REQUIRED ACTION »
Retype each entry. Leave nothing out.

──────────────────────────────

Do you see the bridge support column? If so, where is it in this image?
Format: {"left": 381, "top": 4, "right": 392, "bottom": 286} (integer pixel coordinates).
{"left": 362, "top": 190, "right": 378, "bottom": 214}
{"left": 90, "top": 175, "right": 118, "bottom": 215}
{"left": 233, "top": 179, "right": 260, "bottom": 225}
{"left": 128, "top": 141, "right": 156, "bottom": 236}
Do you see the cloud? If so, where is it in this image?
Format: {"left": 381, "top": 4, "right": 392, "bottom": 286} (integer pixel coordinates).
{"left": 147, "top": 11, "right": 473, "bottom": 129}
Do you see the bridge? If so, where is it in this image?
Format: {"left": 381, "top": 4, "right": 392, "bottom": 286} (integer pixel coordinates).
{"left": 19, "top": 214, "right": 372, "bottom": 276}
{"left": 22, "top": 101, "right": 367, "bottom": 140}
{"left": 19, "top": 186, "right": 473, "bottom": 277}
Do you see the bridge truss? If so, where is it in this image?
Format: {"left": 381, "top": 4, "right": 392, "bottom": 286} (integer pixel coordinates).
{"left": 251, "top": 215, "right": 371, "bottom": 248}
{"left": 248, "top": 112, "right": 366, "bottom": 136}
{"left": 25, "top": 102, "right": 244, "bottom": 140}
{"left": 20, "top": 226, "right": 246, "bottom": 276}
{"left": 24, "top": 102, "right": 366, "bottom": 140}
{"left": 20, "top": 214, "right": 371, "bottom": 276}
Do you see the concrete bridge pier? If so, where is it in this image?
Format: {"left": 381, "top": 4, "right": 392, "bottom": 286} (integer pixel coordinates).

──────────────────────────────

ANSWER SECTION »
Do you see the bridge support column? If so, where is it in this image?
Format: {"left": 381, "top": 4, "right": 392, "bottom": 286} (integer pixel coordinates).
{"left": 362, "top": 190, "right": 378, "bottom": 214}
{"left": 90, "top": 175, "right": 118, "bottom": 215}
{"left": 233, "top": 179, "right": 260, "bottom": 225}
{"left": 128, "top": 141, "right": 156, "bottom": 236}
Do you see the cloud? If so, where is it in this image?
Format: {"left": 381, "top": 4, "right": 392, "bottom": 286} (integer pixel coordinates).
{"left": 147, "top": 11, "right": 473, "bottom": 129}
Do you see the bridge? If so, where is it in this image?
Format: {"left": 381, "top": 4, "right": 392, "bottom": 286} (integer pixel coordinates).
{"left": 19, "top": 214, "right": 372, "bottom": 276}
{"left": 22, "top": 101, "right": 367, "bottom": 140}
{"left": 19, "top": 186, "right": 473, "bottom": 277}
Do you see the bridge truss? If so, where is it in this image?
Format: {"left": 381, "top": 4, "right": 392, "bottom": 286} (integer pixel coordinates).
{"left": 251, "top": 215, "right": 371, "bottom": 248}
{"left": 248, "top": 112, "right": 366, "bottom": 136}
{"left": 25, "top": 102, "right": 244, "bottom": 140}
{"left": 20, "top": 226, "right": 246, "bottom": 276}
{"left": 24, "top": 102, "right": 366, "bottom": 140}
{"left": 20, "top": 214, "right": 371, "bottom": 276}
Do you see the concrete bridge pier? If so, where is it in this image?
Format: {"left": 381, "top": 4, "right": 392, "bottom": 286} (integer pixel coordinates).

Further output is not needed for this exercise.